Source passage =
---*---
Last week, the 43rd annual Lorne Genome conference was held in a hybrid format with face-to-face participation at Mantra Lorne as well as through an online portal. Our team presented an oral presentation on the detection of genomic variations in COVID-19 associated with worse disease outcome and a poster on the identification of novel coronary artery disease markers using our machine learning pipeline.
While a variety of topics including epigenetics and epigenomics, population genetics and genomics, and computational biology and bioinformatics were covered, the theme that spoke out the most was equity in genomic research. As highlighted in a previous blog post, the systematic Eurocentric bias in genomic research is one of the current challenges in the field. This has resulted in poor transferability of genomic research outcomes to other ethnic groups, it hinders the predictability of genetic models, and continues to augment health disparities.
Irene Gallego Romero from the University of Melbourne presented their recent paper where they looked at this issue using a different lens; asking if the impact of disparity in genomic studies extends to gene and functional regulation. Working with four Indonesian communities that represent a genomic cline of Asian to Papuan ancestry, they found evidence of population-specific genomic architecture. Their work continues to emphasise the importance of comprehensive sampling of global communities.
To that end, Daniel MacArthur from the Centre for Population Genomics spoke about the efforts from the Genome Aggregation Database (gnomAD) to aggregate and share high-quality genomic information from an ancestrally diverse sample set. He also highlighted the need to move towards cloud computing as more genetic data is collected and analysed. The shift towards cloud computing is more relevant than ever in the age of population-scale genomic medicine, necessitating the need for high compute power and the ability to efficiently share large amounts of data. He further emphasised that to glean the greatest benefit from such efforts, we need to push for data (and software) to be open source, suggesting that participants, and not researchers, should have control over data use permissions.
Bringing the idea of equitable representation into the Australian context, there were multiple presentations on the effort to explore and build an Indigenous Australian reference genome. Matthew Silcocks, Ashely Farlow, and Hardip Patel presented the efforts from the National Centre for Indigenous Genomics (NCIG) to include Indigenous Australians in genomics research by exploring population specific genomic variation and by building a reference genome for Indigenous Australians. The NCIG has worked closely with four Indigenous communities and have found evidence of strong homology within each community but distinct heterogeneity between the communities. They have also estimated that 7-9% of genetic variants within the four communities have not been found in any other population. This work to include Indigenous Australians in the advent of genomic medicine is crucial as Indigenous Australians suffer higher mortality rates due to complex diseases compared to non-Indigenous Australians.
There was a lot to learn from this conference, but what resonated was the breadth and rapid pace of genomic research and its widespread implications in medicine.
And as genomic medicine starts to become a reality, it is our obligation that we ensure that it benefits all communities across the world.
---*---
Instructions to follow =
Decide whether each statement agrees with the Lorne Genome conference summary, answering yes or no and quoting the words from it that settle the matter. 1. The conference was held entirely online. 2. Daniel MacArthur suggested that participants should have control over data use permissions. 3. The NCIG worked closely with six Indigenous communities. The data below has no connection to the Lorne Genome conference summary.

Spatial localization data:
---*---
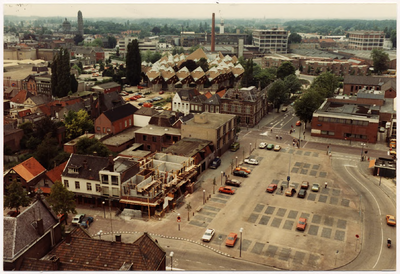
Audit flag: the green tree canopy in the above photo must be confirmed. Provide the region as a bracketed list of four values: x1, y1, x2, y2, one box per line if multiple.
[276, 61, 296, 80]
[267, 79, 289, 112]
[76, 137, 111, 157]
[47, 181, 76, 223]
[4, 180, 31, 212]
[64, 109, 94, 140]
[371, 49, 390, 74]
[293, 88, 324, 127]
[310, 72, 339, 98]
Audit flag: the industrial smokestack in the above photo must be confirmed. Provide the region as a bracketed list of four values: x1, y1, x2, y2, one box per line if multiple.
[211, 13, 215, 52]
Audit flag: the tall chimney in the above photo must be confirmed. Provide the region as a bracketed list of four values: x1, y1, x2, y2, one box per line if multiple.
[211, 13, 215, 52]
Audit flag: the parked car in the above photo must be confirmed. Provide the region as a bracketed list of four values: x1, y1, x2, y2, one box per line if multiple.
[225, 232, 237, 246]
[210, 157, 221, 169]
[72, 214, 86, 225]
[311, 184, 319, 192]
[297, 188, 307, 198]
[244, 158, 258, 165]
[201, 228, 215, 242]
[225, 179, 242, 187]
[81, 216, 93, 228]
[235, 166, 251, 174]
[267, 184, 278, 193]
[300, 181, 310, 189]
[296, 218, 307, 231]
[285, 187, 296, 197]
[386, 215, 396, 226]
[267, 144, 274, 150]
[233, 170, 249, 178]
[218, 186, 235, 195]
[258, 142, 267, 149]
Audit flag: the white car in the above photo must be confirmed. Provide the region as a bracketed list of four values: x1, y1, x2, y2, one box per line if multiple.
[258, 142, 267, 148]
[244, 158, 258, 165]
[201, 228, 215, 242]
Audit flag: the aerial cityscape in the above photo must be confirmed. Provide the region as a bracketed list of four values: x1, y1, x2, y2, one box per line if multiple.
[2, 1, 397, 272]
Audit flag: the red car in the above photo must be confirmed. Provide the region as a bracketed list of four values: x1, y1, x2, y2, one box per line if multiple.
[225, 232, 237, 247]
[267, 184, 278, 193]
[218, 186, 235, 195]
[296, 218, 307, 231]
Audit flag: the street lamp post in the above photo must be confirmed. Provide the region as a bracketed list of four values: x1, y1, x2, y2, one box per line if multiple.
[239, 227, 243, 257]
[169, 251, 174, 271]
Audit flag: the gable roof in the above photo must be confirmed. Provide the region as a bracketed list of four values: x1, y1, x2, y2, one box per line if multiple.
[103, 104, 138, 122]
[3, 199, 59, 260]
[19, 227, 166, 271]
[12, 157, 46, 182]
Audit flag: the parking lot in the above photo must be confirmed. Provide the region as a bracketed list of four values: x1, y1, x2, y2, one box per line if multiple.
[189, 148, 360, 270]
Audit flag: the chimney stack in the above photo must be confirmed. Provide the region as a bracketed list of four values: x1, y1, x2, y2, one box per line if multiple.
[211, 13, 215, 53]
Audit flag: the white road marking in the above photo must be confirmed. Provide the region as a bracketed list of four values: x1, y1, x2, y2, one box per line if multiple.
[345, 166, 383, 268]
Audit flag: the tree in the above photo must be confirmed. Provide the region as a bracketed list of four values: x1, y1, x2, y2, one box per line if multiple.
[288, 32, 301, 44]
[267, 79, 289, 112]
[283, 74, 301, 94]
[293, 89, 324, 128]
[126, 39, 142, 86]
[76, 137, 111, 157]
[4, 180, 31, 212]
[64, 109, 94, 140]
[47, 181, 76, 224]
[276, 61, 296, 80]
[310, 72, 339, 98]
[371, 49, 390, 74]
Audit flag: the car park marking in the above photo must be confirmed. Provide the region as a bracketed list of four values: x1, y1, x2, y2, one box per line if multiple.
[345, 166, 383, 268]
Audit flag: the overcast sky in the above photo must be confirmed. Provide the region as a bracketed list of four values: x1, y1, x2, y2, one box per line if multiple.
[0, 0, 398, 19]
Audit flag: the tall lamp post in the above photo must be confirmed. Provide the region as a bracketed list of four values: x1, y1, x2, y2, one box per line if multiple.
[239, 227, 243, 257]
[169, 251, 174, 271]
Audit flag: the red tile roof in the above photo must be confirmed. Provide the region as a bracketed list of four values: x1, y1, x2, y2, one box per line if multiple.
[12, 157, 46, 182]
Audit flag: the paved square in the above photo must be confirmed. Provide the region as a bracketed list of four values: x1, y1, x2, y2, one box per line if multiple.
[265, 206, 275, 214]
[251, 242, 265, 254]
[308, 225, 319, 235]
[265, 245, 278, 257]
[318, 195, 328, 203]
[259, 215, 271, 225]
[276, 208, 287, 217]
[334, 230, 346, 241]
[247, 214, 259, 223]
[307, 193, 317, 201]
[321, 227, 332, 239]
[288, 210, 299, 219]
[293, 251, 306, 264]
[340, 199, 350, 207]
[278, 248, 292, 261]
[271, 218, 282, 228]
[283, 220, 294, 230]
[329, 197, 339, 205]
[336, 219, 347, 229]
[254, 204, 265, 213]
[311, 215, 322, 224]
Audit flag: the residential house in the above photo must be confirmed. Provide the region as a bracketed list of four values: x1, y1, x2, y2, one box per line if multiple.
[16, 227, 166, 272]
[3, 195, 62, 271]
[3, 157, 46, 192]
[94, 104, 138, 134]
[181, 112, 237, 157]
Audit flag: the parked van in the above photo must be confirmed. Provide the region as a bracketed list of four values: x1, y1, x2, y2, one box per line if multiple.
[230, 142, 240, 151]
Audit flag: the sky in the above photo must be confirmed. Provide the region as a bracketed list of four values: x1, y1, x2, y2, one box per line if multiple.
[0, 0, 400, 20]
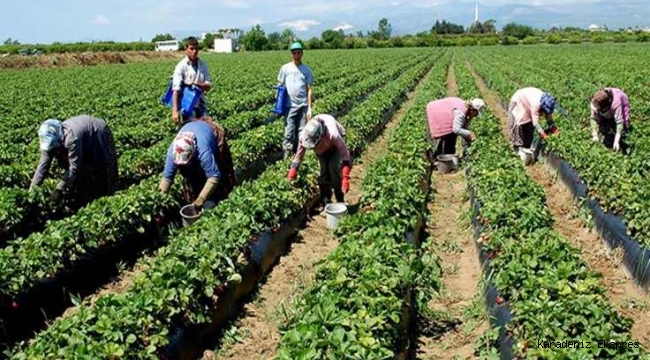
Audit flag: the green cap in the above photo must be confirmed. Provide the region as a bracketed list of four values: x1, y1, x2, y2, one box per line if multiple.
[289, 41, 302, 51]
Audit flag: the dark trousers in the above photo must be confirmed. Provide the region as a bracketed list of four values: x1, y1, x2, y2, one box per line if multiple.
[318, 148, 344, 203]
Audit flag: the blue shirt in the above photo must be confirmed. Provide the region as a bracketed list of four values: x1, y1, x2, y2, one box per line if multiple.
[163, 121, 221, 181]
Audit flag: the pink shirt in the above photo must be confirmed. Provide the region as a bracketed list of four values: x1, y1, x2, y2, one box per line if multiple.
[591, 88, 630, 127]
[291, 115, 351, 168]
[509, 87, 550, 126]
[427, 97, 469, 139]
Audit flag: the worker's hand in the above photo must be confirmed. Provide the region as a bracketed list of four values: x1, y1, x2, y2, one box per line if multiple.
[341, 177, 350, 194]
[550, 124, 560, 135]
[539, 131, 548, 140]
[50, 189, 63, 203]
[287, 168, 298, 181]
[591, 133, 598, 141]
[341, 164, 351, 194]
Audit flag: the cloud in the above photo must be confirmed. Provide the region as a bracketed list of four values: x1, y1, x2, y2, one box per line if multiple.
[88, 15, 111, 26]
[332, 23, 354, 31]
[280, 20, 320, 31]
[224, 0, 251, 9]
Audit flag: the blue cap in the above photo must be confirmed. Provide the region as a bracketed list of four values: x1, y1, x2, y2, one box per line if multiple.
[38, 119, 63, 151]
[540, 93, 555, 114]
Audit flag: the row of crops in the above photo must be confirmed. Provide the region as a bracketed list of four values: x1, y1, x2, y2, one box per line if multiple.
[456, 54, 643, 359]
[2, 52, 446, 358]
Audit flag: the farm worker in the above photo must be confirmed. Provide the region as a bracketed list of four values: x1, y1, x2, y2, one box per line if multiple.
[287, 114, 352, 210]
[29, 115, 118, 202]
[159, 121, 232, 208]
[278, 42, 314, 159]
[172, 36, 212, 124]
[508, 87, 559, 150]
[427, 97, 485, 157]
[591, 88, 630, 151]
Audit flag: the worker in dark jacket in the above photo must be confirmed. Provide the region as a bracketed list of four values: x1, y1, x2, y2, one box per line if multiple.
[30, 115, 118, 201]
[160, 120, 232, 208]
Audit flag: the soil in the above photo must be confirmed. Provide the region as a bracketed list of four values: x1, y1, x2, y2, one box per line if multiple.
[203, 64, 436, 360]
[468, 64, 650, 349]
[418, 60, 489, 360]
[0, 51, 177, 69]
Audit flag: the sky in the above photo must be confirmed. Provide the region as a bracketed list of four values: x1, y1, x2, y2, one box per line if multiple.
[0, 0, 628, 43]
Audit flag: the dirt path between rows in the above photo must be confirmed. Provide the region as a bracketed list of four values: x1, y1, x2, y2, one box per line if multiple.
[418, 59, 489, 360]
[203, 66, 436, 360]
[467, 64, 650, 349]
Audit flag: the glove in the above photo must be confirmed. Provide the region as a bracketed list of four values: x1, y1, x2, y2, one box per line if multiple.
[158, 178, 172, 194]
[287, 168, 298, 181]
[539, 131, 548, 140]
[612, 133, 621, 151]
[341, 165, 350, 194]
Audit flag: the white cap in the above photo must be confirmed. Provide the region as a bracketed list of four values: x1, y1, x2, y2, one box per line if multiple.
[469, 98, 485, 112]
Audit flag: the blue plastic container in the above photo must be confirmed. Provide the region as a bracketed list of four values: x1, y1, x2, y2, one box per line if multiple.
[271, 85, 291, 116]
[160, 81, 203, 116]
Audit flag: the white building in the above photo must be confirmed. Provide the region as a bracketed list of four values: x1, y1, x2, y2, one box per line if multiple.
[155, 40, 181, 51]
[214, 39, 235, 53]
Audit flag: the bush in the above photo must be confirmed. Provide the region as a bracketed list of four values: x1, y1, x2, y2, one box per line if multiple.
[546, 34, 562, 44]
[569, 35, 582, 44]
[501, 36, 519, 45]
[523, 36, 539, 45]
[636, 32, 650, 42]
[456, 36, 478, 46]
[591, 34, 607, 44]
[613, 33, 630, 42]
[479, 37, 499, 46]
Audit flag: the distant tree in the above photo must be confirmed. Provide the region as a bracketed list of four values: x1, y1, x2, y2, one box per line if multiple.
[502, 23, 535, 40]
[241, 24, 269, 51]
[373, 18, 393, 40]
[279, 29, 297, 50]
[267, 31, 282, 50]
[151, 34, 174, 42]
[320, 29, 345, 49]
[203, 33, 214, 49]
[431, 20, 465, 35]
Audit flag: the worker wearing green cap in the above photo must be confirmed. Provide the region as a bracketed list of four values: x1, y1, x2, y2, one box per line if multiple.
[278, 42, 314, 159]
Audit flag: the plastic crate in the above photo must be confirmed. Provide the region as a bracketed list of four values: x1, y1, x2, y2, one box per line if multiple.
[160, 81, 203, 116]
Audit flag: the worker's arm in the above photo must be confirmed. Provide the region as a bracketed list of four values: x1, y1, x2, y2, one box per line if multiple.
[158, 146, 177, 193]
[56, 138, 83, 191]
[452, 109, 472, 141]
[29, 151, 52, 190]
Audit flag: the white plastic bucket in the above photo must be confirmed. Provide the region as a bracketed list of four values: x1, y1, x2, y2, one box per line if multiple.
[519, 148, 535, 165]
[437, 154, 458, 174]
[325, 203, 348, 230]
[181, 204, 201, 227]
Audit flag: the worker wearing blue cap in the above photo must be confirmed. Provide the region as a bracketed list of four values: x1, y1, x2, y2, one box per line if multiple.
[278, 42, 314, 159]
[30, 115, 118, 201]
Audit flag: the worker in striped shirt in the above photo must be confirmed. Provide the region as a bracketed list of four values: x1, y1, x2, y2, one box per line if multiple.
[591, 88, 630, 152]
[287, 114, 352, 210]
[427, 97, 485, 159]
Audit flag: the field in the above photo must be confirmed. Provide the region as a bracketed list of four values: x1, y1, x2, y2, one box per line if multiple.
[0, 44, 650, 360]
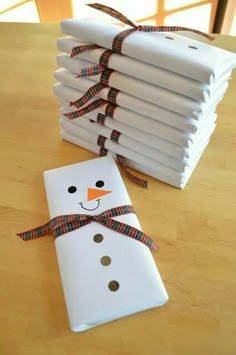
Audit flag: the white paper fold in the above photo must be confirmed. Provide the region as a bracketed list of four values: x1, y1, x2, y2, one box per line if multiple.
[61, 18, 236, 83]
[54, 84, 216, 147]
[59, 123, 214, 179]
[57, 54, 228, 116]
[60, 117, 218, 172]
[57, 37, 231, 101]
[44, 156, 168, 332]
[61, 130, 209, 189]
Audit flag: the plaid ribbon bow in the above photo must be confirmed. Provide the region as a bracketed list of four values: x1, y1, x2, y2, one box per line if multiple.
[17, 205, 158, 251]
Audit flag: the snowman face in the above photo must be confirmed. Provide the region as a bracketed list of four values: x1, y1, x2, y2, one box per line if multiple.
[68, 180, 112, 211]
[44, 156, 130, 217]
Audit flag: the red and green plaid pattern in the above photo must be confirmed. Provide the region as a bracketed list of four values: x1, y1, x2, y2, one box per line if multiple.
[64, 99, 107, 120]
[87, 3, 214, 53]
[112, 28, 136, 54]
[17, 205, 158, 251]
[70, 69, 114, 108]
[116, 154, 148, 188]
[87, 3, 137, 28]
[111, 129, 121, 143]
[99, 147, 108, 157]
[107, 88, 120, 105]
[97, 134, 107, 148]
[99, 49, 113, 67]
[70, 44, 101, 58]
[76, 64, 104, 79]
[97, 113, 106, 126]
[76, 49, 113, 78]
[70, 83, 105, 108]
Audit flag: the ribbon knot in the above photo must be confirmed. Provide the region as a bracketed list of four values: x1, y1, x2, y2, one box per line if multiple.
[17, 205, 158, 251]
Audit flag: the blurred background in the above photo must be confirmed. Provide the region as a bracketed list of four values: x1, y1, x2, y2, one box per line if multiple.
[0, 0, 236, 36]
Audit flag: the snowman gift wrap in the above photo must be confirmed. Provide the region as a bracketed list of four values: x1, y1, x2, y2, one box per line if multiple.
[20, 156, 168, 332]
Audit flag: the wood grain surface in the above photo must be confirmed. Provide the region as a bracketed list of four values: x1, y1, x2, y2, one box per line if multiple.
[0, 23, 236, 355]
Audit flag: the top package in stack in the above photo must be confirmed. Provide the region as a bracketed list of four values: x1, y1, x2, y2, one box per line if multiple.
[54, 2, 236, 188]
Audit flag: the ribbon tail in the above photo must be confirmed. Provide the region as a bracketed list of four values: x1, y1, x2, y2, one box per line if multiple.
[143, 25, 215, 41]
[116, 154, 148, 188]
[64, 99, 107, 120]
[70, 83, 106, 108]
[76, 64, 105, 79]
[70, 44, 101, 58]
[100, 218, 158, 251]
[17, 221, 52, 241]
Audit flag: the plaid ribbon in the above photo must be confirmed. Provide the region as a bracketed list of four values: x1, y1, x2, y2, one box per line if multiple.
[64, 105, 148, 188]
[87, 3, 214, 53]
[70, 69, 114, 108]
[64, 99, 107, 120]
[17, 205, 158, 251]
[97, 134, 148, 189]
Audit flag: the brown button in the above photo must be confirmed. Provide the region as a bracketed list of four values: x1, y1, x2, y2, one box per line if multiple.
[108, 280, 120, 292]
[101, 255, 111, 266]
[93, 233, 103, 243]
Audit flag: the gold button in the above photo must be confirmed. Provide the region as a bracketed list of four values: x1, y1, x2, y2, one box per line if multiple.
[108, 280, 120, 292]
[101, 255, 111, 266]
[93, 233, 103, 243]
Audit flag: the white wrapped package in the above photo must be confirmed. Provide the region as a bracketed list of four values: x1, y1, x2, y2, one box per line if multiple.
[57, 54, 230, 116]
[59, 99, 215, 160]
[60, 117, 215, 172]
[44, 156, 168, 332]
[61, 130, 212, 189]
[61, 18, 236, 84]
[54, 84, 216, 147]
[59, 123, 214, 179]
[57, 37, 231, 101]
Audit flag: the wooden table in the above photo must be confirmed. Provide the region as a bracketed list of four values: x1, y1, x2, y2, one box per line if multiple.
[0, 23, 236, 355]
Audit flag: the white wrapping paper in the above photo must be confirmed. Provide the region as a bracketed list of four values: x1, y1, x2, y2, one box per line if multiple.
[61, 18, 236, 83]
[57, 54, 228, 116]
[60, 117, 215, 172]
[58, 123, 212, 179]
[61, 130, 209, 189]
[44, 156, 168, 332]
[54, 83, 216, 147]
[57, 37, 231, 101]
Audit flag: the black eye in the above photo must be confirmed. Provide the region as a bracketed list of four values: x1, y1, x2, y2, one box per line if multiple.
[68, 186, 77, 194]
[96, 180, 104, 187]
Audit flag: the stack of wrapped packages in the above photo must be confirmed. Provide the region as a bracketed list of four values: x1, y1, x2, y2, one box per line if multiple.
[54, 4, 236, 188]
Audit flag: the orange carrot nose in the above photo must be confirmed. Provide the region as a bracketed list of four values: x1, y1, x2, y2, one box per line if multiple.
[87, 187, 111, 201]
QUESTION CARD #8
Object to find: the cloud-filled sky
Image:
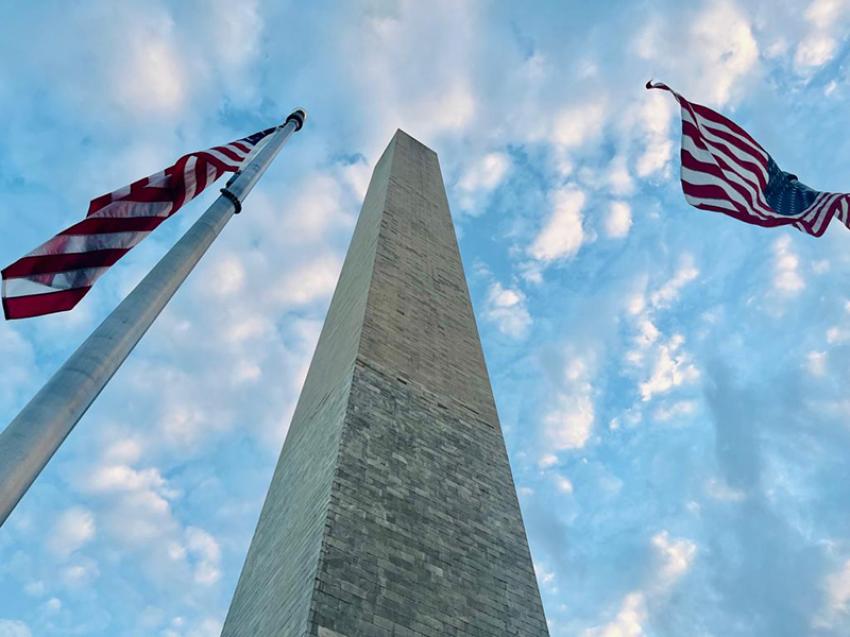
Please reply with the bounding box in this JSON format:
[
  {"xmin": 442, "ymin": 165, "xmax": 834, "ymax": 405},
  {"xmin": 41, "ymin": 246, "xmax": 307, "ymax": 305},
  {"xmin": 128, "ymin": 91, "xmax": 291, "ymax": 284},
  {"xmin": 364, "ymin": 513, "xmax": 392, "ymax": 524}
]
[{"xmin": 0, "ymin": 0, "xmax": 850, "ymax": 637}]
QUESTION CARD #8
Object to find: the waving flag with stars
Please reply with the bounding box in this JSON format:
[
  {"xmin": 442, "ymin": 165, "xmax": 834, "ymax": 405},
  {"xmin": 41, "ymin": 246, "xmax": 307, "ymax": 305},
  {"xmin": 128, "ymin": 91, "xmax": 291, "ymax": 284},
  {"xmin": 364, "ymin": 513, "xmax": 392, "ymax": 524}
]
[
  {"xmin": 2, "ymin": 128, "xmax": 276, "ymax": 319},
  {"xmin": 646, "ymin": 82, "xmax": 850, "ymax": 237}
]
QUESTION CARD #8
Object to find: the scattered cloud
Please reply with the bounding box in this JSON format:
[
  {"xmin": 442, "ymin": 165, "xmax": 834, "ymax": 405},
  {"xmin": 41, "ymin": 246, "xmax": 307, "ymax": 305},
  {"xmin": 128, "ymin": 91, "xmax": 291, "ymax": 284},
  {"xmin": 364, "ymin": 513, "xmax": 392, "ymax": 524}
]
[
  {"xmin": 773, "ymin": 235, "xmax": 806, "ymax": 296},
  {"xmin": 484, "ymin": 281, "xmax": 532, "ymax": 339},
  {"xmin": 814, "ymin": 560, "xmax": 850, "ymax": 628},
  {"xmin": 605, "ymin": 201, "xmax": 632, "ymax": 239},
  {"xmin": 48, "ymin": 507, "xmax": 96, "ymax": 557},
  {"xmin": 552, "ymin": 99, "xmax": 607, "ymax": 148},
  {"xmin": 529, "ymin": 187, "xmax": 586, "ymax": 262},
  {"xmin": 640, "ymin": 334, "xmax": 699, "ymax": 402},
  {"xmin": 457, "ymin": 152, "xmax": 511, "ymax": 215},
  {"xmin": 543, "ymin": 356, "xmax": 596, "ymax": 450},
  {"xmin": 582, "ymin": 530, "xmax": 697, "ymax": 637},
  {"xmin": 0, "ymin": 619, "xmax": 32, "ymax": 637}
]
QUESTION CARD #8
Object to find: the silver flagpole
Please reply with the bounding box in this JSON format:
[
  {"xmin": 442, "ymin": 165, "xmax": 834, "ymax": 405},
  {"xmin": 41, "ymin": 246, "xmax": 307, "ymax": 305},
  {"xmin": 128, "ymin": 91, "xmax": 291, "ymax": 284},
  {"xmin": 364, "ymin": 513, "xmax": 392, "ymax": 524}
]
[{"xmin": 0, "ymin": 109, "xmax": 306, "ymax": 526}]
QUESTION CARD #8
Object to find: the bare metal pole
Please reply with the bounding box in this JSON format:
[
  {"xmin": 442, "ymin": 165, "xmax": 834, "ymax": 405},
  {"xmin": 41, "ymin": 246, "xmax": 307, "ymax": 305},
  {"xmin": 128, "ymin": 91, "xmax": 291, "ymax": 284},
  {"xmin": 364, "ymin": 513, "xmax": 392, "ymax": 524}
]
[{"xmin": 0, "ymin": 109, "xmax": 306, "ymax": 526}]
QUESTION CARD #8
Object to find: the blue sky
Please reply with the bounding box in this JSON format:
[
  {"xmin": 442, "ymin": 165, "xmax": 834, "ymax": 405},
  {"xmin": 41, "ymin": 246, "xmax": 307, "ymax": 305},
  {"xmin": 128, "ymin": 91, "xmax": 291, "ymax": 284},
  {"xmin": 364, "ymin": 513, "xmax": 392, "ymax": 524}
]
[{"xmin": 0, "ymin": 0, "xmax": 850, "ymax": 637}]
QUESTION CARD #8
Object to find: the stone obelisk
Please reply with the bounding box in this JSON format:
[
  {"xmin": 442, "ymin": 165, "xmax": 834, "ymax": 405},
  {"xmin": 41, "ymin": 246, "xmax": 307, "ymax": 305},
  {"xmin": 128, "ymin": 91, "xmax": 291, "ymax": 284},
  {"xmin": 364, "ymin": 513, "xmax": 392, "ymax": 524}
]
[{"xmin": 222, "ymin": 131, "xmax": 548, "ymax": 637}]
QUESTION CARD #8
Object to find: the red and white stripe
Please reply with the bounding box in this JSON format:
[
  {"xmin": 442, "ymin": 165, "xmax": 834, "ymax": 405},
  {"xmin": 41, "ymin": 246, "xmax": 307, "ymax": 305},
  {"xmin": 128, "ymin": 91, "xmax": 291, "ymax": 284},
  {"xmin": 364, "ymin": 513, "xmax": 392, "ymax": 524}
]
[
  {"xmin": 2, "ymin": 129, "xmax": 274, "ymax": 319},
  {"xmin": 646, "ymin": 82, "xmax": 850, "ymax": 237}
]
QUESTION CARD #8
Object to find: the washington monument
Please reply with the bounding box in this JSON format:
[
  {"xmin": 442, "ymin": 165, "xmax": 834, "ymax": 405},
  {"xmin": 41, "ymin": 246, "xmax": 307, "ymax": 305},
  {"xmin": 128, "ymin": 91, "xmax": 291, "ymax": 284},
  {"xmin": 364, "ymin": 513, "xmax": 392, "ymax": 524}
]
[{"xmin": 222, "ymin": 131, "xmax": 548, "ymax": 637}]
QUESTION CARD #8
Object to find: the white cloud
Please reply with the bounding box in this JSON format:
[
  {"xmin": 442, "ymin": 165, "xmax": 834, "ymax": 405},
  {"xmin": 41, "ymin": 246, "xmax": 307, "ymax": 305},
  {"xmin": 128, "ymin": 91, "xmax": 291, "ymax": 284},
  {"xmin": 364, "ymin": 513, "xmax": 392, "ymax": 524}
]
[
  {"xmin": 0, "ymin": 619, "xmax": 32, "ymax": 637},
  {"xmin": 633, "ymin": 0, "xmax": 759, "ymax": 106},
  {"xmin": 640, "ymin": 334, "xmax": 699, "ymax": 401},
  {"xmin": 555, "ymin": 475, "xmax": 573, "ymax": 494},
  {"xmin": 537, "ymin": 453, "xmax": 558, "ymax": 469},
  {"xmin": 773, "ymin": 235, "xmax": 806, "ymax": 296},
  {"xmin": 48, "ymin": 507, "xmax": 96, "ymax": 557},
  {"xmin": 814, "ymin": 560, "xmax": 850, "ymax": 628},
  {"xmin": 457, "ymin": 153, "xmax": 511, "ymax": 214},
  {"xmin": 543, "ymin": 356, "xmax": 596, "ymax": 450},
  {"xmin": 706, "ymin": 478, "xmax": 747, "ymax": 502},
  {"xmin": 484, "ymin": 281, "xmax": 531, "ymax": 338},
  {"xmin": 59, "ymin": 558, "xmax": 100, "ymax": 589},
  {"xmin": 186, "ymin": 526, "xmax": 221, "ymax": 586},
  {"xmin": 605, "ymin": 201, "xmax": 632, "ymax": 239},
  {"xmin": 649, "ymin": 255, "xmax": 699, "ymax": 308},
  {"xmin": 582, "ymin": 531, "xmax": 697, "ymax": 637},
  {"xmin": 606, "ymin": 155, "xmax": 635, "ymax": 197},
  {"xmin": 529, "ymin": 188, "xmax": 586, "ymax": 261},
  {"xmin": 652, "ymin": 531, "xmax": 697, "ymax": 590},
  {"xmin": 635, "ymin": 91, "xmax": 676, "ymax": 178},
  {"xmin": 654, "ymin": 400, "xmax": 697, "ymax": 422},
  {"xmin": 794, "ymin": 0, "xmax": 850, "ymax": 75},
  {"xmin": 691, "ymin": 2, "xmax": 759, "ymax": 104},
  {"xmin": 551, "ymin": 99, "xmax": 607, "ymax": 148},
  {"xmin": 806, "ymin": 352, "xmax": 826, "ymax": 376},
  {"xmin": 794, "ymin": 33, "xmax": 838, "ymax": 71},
---*---
Written response =
1. No: "held in a hybrid format with face-to-face participation at Mantra Lorne as well as through an online portal"
2. Yes: "suggesting that participants, and not researchers, should have control over data use permissions"
3. No: "The NCIG has worked closely with four Indigenous communities"